Data in this exercise:
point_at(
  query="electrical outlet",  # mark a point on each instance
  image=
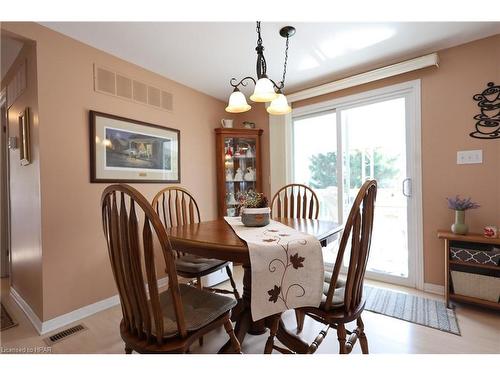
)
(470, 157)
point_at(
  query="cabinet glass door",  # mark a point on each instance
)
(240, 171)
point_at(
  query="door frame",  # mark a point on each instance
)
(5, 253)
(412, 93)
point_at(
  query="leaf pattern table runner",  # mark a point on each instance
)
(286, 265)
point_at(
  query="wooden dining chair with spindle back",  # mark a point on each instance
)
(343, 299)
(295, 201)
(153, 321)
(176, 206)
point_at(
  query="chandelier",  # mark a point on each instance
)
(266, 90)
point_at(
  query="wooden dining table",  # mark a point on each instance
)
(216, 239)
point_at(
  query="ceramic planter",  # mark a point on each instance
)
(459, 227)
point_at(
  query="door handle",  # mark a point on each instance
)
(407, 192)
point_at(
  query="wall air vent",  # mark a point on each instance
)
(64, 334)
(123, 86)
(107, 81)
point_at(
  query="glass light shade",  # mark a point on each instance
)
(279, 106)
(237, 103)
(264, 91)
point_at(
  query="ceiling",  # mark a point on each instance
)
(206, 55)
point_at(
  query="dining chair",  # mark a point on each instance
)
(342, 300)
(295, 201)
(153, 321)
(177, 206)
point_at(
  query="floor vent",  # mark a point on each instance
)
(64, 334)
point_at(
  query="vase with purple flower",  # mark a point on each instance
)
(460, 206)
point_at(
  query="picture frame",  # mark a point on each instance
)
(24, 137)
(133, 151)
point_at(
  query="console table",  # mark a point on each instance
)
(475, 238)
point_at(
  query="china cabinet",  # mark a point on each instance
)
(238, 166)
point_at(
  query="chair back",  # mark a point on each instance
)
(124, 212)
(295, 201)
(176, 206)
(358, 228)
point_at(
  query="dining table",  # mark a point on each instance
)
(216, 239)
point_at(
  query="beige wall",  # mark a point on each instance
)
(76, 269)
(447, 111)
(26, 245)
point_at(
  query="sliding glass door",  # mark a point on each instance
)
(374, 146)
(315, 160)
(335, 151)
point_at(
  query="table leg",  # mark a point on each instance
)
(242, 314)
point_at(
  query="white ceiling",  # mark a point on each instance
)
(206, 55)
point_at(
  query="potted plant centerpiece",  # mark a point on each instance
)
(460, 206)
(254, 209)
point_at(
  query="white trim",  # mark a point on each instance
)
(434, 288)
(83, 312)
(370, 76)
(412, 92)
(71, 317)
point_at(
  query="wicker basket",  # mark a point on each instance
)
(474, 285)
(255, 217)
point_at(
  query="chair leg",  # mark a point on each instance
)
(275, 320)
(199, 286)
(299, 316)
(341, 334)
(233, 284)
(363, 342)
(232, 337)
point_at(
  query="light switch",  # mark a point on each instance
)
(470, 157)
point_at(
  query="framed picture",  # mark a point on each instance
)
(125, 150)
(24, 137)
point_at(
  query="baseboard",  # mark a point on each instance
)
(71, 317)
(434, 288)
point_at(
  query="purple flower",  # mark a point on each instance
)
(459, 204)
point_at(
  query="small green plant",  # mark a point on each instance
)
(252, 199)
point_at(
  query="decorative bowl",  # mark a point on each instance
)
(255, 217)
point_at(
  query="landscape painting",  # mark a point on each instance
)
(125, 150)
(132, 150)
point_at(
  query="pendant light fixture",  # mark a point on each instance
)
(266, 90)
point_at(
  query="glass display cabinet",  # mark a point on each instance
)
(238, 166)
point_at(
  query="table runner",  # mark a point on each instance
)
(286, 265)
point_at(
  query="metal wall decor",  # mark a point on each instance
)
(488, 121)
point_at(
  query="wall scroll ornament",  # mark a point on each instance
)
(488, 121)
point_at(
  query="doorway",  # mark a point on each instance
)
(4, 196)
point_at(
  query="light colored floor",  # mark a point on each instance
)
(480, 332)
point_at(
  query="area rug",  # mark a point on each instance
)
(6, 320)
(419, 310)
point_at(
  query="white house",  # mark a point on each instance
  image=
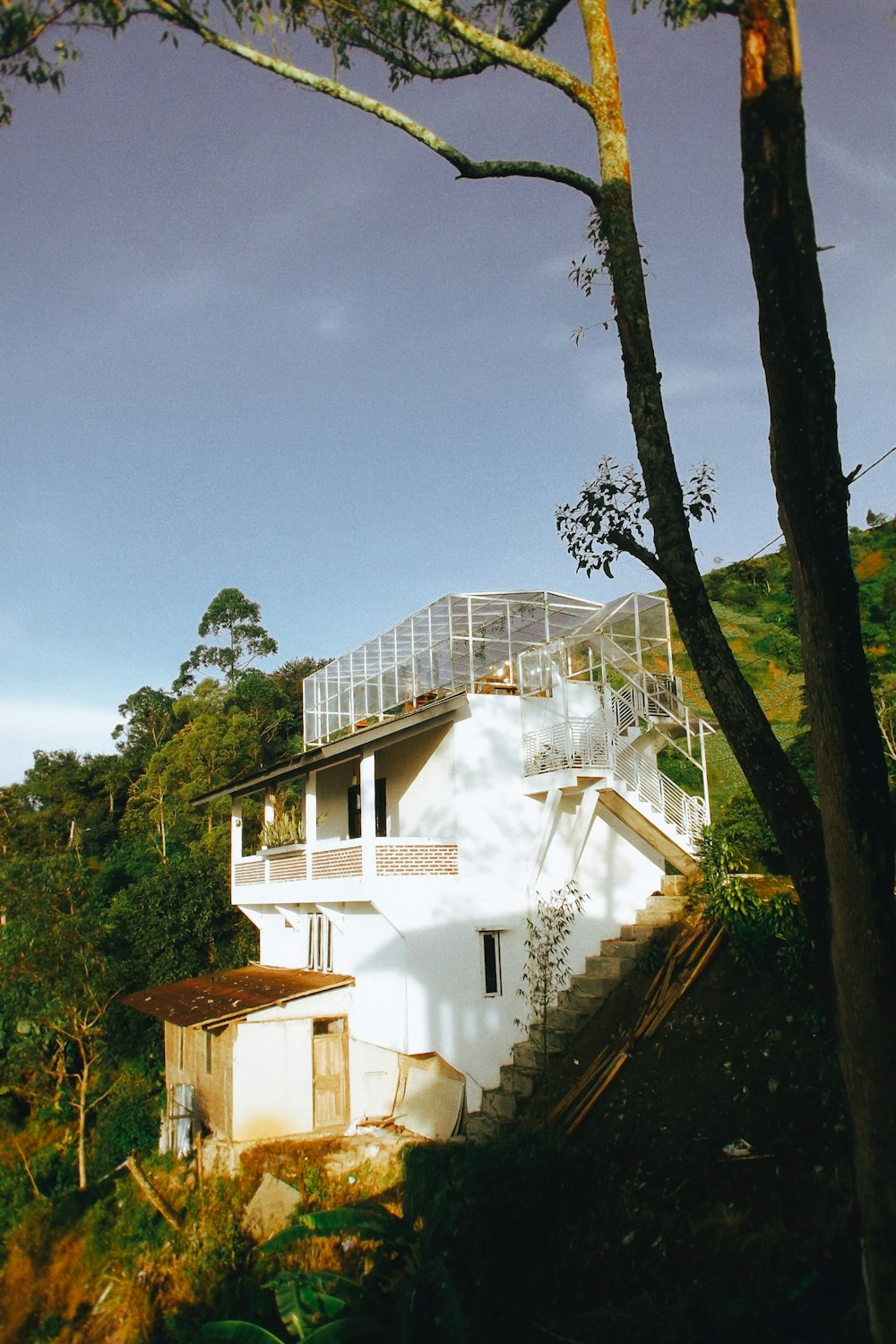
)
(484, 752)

About this task: From the material above, gather all lines that include the string "cabinet" and copy them.

Reply:
  query="cabinet glass door",  # mark a point on each instance
  query="china cabinet",  # mark a point on each instance
  query="glass display cabinet",  # mark a point on each instance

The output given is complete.